### Records:
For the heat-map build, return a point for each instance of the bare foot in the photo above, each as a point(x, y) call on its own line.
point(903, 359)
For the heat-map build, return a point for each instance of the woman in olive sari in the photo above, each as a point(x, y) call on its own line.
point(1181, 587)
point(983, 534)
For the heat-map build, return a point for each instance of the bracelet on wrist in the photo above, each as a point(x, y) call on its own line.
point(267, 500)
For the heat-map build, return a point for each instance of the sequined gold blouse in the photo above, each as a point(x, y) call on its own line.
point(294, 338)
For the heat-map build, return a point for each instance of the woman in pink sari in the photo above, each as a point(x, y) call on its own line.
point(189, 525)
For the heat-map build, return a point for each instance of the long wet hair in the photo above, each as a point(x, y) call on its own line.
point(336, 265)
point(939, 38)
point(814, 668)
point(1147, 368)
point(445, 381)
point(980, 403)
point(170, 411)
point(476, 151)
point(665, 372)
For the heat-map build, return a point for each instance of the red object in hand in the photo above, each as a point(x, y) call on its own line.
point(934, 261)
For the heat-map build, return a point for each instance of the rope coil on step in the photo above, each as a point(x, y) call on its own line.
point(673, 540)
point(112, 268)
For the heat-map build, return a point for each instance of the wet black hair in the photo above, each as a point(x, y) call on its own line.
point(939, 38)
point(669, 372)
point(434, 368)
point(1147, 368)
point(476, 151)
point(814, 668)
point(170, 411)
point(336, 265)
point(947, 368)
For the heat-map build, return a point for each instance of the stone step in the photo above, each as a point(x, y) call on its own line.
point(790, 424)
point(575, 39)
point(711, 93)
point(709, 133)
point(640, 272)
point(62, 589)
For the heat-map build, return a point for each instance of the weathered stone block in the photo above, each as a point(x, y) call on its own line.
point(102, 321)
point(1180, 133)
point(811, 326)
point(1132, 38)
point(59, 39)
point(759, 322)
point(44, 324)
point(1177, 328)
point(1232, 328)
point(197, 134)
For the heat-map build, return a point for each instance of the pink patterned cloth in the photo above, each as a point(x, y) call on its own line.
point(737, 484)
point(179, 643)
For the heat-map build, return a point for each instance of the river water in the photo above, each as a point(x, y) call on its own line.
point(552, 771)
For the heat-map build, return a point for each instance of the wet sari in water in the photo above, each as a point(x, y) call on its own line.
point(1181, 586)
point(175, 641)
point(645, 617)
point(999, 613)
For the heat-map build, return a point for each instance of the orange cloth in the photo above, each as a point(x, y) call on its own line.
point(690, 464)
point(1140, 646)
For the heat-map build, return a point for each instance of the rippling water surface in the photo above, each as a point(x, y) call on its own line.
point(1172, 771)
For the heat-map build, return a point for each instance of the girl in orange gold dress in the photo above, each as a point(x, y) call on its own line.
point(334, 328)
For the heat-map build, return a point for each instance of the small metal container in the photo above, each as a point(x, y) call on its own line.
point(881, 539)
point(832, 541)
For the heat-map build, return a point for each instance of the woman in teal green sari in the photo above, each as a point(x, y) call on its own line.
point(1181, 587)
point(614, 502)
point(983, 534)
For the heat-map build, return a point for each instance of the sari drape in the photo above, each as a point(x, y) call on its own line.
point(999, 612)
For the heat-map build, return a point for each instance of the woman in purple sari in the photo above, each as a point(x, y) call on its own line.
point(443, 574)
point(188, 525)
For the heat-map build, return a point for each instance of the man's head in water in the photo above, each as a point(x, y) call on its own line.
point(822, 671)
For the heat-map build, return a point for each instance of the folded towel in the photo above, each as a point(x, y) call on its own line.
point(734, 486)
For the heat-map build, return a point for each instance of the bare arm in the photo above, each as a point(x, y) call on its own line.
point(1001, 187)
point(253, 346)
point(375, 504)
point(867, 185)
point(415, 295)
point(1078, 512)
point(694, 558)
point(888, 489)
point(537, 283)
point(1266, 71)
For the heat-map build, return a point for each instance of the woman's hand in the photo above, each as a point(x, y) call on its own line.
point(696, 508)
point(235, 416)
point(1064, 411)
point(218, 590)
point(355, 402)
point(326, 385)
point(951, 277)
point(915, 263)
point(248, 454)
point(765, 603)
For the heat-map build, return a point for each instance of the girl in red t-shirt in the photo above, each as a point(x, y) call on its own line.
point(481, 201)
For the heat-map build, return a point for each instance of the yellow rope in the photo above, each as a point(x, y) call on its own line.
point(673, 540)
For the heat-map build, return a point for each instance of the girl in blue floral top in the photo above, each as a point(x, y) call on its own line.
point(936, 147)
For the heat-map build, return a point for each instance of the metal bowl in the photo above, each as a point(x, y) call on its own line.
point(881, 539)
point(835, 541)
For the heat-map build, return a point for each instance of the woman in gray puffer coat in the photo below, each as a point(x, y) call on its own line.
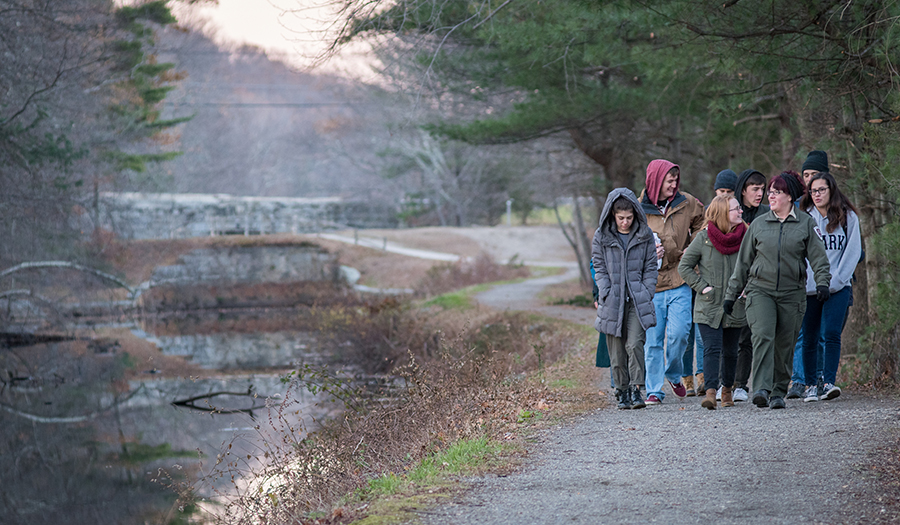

### To do:
Turn the records above into a JSON list of strings, with one string for each line and no blank lines. Leave out the pictures.

### Task solution:
[
  "For the heat-map build, return a point for each instance of the bare foot in the photo above, each as a point(x, y) call on its own line.",
  "point(903, 359)",
  "For the heat-map build, return a point for each instance of the woman in olive sari in the photo above, each as a point(x, y) call on its own line.",
  "point(1181, 587)",
  "point(983, 534)",
  "For the heat-map build, return a point for each instance of the bracelet on wrist in the photo above, each as a point(x, y) call on its own line.",
  "point(267, 500)",
  "For the heat-map build, return a point for each instance of the sequined gold blouse in the photo above, each as a point(x, y) call on its own line.",
  "point(294, 338)",
  "For the heat-map build, return a point for each instance of the woman in pink sari in the photo above, each as a point(x, y) call on its own line.",
  "point(189, 525)",
  "For the heat-map build, return a point for each instance of the long wet hair in the photo above, each as a point(x, y) call on its own line.",
  "point(336, 265)",
  "point(939, 38)",
  "point(814, 668)",
  "point(1147, 368)",
  "point(445, 381)",
  "point(980, 403)",
  "point(170, 411)",
  "point(476, 151)",
  "point(665, 372)",
  "For the heat-map build, return a point for each instance of the red object in hand in the photo above, each as a point(x, y) call on its own line.",
  "point(934, 261)",
  "For the heat-map build, return a point for each instance of the rope coil on step in the photo above, each as a point(x, y) call on its own line.",
  "point(673, 540)",
  "point(112, 268)",
  "For the heat-map build, return a point for each instance of the wet black hair in the photo above, each as a point(x, y) call on its own line.",
  "point(939, 38)",
  "point(669, 372)",
  "point(434, 368)",
  "point(1147, 368)",
  "point(476, 151)",
  "point(814, 668)",
  "point(170, 411)",
  "point(336, 265)",
  "point(947, 368)",
  "For the heat-map build, return a point for each instance of the stone step in the photo above, each as a point(x, y) call on its own line.",
  "point(790, 424)",
  "point(575, 39)",
  "point(711, 93)",
  "point(709, 133)",
  "point(640, 272)",
  "point(62, 589)",
  "For the heat-map build, return a point for each instance of the weathered stone block in the photo above, each as a point(x, y) call on its own line.",
  "point(102, 321)",
  "point(1180, 133)",
  "point(811, 326)",
  "point(1132, 38)",
  "point(59, 39)",
  "point(759, 322)",
  "point(44, 324)",
  "point(1177, 328)",
  "point(1232, 328)",
  "point(197, 134)",
  "For the heat-map build, return a point for each instance of the pink patterned cloth in the photo above, each as a point(x, y) call on its own line.",
  "point(737, 484)",
  "point(179, 643)",
  "For the heat-map build, return a point for each instance of the river water in the photo above, each as a point(x, y) call on its own line.",
  "point(552, 771)",
  "For the heat-map build, return a point for each instance of the wet sari in water in the photo above, each as a point(x, y) call on its own line.",
  "point(1181, 586)",
  "point(175, 641)",
  "point(645, 617)",
  "point(999, 613)",
  "For the heat-map build, return a point for each instance of the orange cloth in the photo above, each as a point(x, y) call on its own line.",
  "point(690, 464)",
  "point(1140, 646)",
  "For the heat-map build, return a point for each instance of the rippling water surface in the photo above, each as a point(x, y) call on its own line.",
  "point(1172, 771)",
  "For the heat-map build, return a point for each instance of the girl in orange gold dress in the photo above, each as a point(x, y) call on its own line.",
  "point(334, 328)",
  "For the heat-map build, return a point for each instance of the small metal container in the photo above, each as a point(x, y) call on its own line.",
  "point(881, 539)",
  "point(832, 541)",
  "For the heat-map build, return a point for each instance of the woman in teal green sari in the photo above, each as a point(x, y) call on its own line.",
  "point(1181, 587)",
  "point(614, 502)",
  "point(983, 534)",
  "For the heat-map build, return a point for each instance of the sari drape in the photo above, each as a point(x, y) call on its own line.",
  "point(999, 612)",
  "For the heat-map build, return a point for each instance of the woman in purple sari in the photo above, each as a point(x, y) call on its own line.",
  "point(443, 574)",
  "point(188, 525)",
  "For the heat-map build, return a point for each instance of the man's head in water in the photo above, each as a point(x, y) call on its own line.",
  "point(822, 671)",
  "For the heat-map build, return a point for each instance of the folded towel in the photo above, each as a point(x, y) call on its own line.",
  "point(734, 486)",
  "For the heat-map build, return a point for each instance of the bare arm in the photo above, each as a point(x, y) call on its own line.",
  "point(1001, 187)",
  "point(253, 346)",
  "point(375, 504)",
  "point(867, 185)",
  "point(415, 295)",
  "point(1078, 512)",
  "point(694, 558)",
  "point(888, 489)",
  "point(537, 283)",
  "point(1266, 71)",
  "For the heat-map build, return a point for each instance of the woman's hand in the photo above, each as a point(x, y) call on its own line.",
  "point(696, 508)",
  "point(235, 416)",
  "point(1064, 411)",
  "point(218, 590)",
  "point(355, 402)",
  "point(326, 385)",
  "point(951, 277)",
  "point(915, 263)",
  "point(248, 454)",
  "point(765, 603)",
  "For the heat-map build, return a point for each instance of the girl in red t-shirt in the photo above, each as a point(x, y) call on its own line.",
  "point(481, 201)",
  "For the heat-map build, return a point for each instance of the yellow rope in the photo above, each as a point(x, y) call on its own line.",
  "point(673, 540)",
  "For the heat-map build, return a point for each instance of the girl in blue floral top in the photo above, each as a point(x, y) call on its own line.",
  "point(936, 147)",
  "For the heat-map build, return a point for each instance of the metal bowl in the photo above, each as a point(x, y) call on its own line.",
  "point(881, 539)",
  "point(835, 541)",
  "For the heat-map build, return a point for each instance of the woman in gray puffer coat in the photo below, each as a point(x, y) call on its own line."
]